> [What you have to do]: Extract every record, exactly as written, and ignore the pictures.

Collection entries
————————

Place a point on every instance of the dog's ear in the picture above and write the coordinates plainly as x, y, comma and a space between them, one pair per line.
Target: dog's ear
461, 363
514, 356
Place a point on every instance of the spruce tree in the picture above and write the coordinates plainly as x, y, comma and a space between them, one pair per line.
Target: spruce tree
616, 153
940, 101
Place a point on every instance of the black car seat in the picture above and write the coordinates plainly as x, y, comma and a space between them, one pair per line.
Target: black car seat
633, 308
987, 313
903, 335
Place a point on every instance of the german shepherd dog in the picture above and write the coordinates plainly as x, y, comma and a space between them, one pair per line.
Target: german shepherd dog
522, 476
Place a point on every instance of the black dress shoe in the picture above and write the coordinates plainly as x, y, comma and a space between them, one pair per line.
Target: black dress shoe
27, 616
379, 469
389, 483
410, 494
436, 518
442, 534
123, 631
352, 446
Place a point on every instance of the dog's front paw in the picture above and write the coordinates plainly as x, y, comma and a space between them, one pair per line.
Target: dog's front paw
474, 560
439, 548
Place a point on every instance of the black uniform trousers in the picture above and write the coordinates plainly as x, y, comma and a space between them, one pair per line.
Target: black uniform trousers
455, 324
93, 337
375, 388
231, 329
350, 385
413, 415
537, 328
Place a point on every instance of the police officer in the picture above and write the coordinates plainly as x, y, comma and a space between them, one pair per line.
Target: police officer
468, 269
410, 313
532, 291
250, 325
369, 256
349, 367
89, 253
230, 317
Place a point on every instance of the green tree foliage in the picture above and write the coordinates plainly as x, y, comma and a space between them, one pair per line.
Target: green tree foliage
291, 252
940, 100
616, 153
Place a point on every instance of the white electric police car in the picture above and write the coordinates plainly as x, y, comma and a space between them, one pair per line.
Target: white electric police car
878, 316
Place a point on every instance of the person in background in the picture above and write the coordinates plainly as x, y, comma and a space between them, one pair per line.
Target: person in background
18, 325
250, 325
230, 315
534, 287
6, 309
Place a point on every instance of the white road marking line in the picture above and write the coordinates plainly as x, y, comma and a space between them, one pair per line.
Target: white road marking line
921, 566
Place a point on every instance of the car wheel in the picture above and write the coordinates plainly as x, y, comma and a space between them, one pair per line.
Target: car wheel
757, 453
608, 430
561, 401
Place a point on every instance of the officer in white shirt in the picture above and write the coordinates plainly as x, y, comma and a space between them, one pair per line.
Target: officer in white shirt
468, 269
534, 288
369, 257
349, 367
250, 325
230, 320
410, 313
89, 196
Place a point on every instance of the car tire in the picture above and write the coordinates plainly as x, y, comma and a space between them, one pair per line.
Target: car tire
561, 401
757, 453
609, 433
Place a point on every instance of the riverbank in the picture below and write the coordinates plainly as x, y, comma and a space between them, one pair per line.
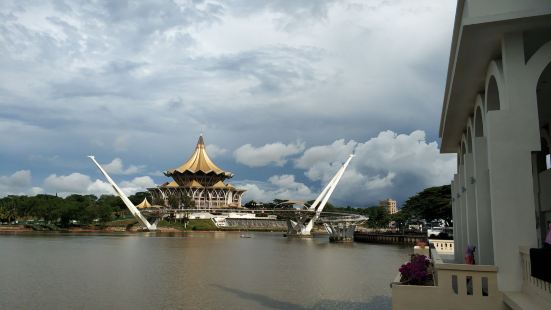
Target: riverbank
131, 225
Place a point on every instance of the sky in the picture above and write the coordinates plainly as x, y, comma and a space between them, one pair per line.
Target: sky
283, 92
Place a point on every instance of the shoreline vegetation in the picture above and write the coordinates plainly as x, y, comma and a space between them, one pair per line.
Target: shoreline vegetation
130, 225
107, 213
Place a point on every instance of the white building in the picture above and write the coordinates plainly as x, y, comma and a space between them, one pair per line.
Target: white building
496, 117
390, 204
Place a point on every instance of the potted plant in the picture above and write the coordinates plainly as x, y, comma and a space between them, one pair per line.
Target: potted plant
418, 271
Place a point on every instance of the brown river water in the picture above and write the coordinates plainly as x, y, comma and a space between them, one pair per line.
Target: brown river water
210, 270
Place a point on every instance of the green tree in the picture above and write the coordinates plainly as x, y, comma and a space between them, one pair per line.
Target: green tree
432, 203
378, 217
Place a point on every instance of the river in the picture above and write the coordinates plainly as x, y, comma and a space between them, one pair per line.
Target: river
211, 270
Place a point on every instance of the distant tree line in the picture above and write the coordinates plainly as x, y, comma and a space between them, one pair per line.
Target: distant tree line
84, 209
433, 203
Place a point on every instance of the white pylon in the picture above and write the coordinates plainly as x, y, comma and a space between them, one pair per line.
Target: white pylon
297, 228
135, 212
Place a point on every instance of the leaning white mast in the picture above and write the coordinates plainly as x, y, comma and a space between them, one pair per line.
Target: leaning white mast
298, 228
135, 212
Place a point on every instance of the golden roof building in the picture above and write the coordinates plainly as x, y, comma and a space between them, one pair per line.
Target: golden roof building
200, 179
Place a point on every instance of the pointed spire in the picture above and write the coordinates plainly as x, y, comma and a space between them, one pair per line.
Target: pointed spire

————————

> [Finished exercise]:
Place a point on every instance of the dog's ear in the picture above and write the coordinates plainly as x, y, comma and a space between them, one pair per line.
Target: dog's ear
461, 363
514, 356
Place a point on every instance of the spruce tree in the picture above and write the coordinates plainly as x, y, comma and a space between them, one pair per line.
Target: spruce tree
616, 153
940, 101
Place a point on every instance of the black car seat in the picture above and write the coordinates plainly as x, y, comma and a space between them, one pair per line.
Target: black car seat
633, 308
987, 313
903, 335
Place a point on every instance of the german shepherd dog in the picture above and write the coordinates plainly as x, y, comma and a space between them, one pair per line.
Target: german shepherd dog
522, 476
Place a point on every instance of the black dress shoe in the picture above and write the coordinates plainly as x, y, comma and a space between them, one pair per line.
Target: black dress shoe
27, 616
379, 469
389, 483
410, 494
436, 518
442, 534
123, 631
352, 446
Place a point on every instance of the dog's front paw in the picture above and write the coordinates plainly as x, y, comma and a space between them, one pair per line.
Target: dog's front paw
474, 560
439, 548
Place a point on every instance of the black uniform trousers in the picture above and write the coordinates plainly as x, y, comma and a space between them, one pair per line.
Target: black uniform trousers
455, 324
93, 337
375, 388
231, 329
350, 385
413, 415
537, 328
Place a point on every instance of the police officer in the picture above and write the coordinates plainly as x, y, comma and a space between them, one pair per line.
Target: police officer
468, 269
410, 313
532, 291
250, 325
369, 256
349, 367
89, 253
230, 317
Place a point on every instance of the green tree foliage in the picture above and write the coordinates plainly as x, y, comma and a space between them, one pair per line.
Target: green tree foliage
291, 252
940, 100
616, 153
Place a point on every instance of the white electric police car in the picture above and write the coordinates plainly as x, y, comma and a space between them, one pair per line.
Target: white electric police car
878, 316
Place a point on every instance of the person in background in the picture above and write the coordinates plainly as x, y, comma and a space between them, one pair per line.
Target: person in background
18, 325
250, 325
230, 315
534, 287
6, 309
Place a point on every instance of the white road marking line in the picture above and write the coordinates plainly as x, y, comma and a space between them, one pair per line.
Target: white road marking line
921, 566
Place a point on every instance of the car wheel in the picture above and write the coordinates plainly as x, y, comma and a space between them, one pair per line.
Target: car wheel
757, 453
608, 430
561, 401
Place a point on every instance of the officer in white shirt in the picture above and write the coordinates plainly as x, y, comma and a space between them, one pair per line.
Target: officer in white shirt
468, 269
534, 288
369, 257
349, 367
250, 325
230, 320
410, 313
89, 196
Place a point on every instance of the car tire in the picture above and write the coordinates plainly as x, y, comma and a space between them, one pair per line.
Target: car tire
561, 401
757, 453
609, 433
Place a point on every instance of the riverbank in the picture below and write the coordinates plainly as x, y, comma and a space between them, one pair per line.
Target: riverbank
131, 225
Place a point on every instance of the sky in the picture above and write the coordinates plainly as x, y, comma and a space between them, one pair per line.
Target: sky
283, 92
Place a point on every instance of the shoreline vegetation in the picture above and write the coordinates plainly as x, y, comma and a space between them, one pair per line.
Target: shoreline vegetation
130, 225
107, 213
Place a point on every instance of the white building in the picture above and write the coordinates plainly as x, y, comma and a space between them, one pair per line.
Target: white building
496, 117
390, 204
Place a point on every instance of the potted plant in the picture above and write the coordinates plainly as x, y, comma and a space between them, one pair per line.
Target: potted plant
418, 271
Place a point on every instance of the brown river water in the picture above and write the coordinates plainly as x, y, comma and a space between them, one pair per line.
Target: brown river water
210, 270
Place a point on every instance of the green tree in the picture above and write the coordinates plainly as x, y, comma and a space between them, one pair per line.
Target: green tree
432, 203
378, 217
Place a point on every instance of the river in the picture above and write the coordinates plainly as x, y, comma and a space between them, one pair per line.
Target: river
211, 270
Place a point on every instance of the distant tree line in the picture above and write the coordinates plainly as x, y, comma and a space between them, one pair per line.
Target: distant tree line
84, 209
433, 203
Place a point on every instance of the white pylon in the picture above and write the coordinates plainly as x, y, comma and a space between them, one pair per line.
Target: white pylon
297, 228
135, 212
Place a point on every instance of the leaning white mast in the picture above and write the coordinates plainly as x, y, comma and a space between them, one pair per line.
Target: leaning white mast
298, 228
135, 212
Place a point on every instance of the golden roof building in the picture above and write the coordinates plainly as x, y, comma and a space between them, one pair per line.
Target: golden roof building
200, 179
Place a point on every instance of the pointed spire in the picture above and write the coordinates plainly as x, y, comma and a space between them, one pair per line.
Target: pointed spire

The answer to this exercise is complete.